** Try it **
The listing is to be repeated exactly, and its pictures are to be left out.

+++

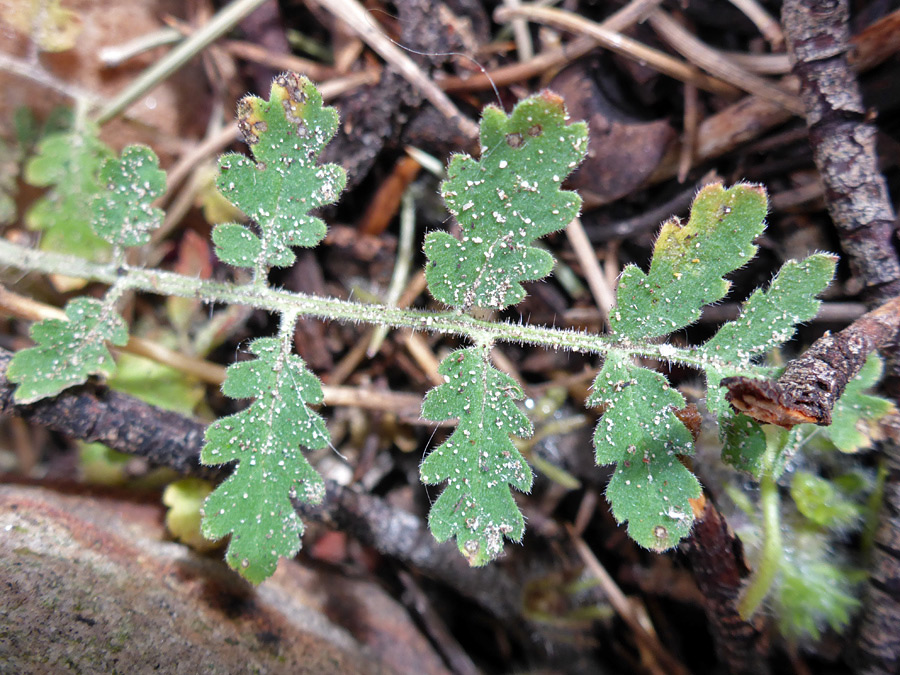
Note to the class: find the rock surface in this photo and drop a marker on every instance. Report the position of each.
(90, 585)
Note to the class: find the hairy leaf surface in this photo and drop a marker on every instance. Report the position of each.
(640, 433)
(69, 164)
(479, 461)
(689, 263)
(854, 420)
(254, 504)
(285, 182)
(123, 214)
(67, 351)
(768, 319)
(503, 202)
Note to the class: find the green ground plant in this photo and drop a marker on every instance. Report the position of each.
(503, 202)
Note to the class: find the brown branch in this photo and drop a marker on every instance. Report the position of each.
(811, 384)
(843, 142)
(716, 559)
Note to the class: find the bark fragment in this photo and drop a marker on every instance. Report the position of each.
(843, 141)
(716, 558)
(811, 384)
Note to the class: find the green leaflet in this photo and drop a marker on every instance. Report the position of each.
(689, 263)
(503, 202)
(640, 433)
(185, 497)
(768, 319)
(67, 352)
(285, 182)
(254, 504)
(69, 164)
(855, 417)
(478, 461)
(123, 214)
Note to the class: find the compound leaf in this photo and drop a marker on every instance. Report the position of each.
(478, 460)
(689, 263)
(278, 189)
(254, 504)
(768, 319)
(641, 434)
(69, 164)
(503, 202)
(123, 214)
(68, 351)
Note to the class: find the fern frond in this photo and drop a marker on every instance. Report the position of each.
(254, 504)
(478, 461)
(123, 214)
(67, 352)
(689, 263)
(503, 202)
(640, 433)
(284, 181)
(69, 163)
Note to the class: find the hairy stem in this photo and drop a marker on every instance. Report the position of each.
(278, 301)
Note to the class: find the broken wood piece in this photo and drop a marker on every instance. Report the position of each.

+++

** Answer to this exercise **
Note to the class: find the rock surface in this photo and drop a marker on every instance. Report the position of each.
(90, 585)
Note to the class: find the hairy leaf surface in this photo and drop a marker on every instance. Report the position of each.
(640, 433)
(69, 164)
(479, 461)
(689, 263)
(854, 420)
(254, 504)
(285, 182)
(123, 214)
(67, 351)
(768, 319)
(503, 202)
Note to the class: find the green ground plant in this photo and drop a marker on every instance. Report the position of each.
(503, 202)
Note to the class: find the brown branch in this photo and drop a marker on every instance. Report the position of each.
(811, 384)
(843, 142)
(716, 559)
Note to the class: find the bark fragment in this photo and drop a marker on every instance. Report the position of each.
(843, 141)
(716, 558)
(811, 384)
Note to the class: find the green leaflet in this photo and drop a marker on every instance. Report the position of each.
(689, 263)
(503, 202)
(640, 433)
(185, 497)
(768, 319)
(67, 352)
(285, 182)
(254, 504)
(69, 164)
(855, 417)
(478, 461)
(123, 214)
Note to the class: find the compound leaf in this photo and drop a marker on every instance. Report the position of each.
(478, 460)
(689, 263)
(278, 189)
(254, 504)
(768, 319)
(641, 434)
(69, 164)
(503, 202)
(123, 214)
(68, 351)
Note to the class: find the fern frond in this photo and drop a marker on every instance. Report the position of each.
(254, 504)
(478, 461)
(123, 214)
(67, 352)
(689, 263)
(503, 202)
(640, 433)
(284, 181)
(69, 163)
Note to the class: find the hairy stem in this photo and drop a marker on every instance. Report the position of each.
(278, 301)
Note to the class: find the broken wood piece in this photo and drop a marker on every instance. Report the position of each.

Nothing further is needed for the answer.